• [Exercise directions]: Present the lines below as a JSON list of strings with one string per line, leaving out any blank lines.

Start Record extracts

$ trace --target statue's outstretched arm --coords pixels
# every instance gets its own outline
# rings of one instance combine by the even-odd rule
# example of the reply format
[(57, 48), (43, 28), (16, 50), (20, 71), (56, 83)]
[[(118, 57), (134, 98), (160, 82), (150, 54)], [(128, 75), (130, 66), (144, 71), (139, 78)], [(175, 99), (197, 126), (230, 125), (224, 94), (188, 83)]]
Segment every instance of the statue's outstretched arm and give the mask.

End Record extracts

• [Complete response]:
[
  "$ trace --target statue's outstretched arm --coords pixels",
  "# every instance gets its own outline",
  "# rings of one instance combine by the even-odd rule",
  "# example of the reply format",
  "[(57, 48), (43, 28), (16, 50), (20, 71), (56, 83)]",
  "[[(118, 57), (134, 98), (160, 82), (150, 54)], [(128, 75), (130, 66), (144, 71), (139, 78)], [(175, 99), (197, 126), (230, 125), (224, 94), (188, 83)]]",
  "Segment every instance of the statue's outstretched arm and give the mask."
]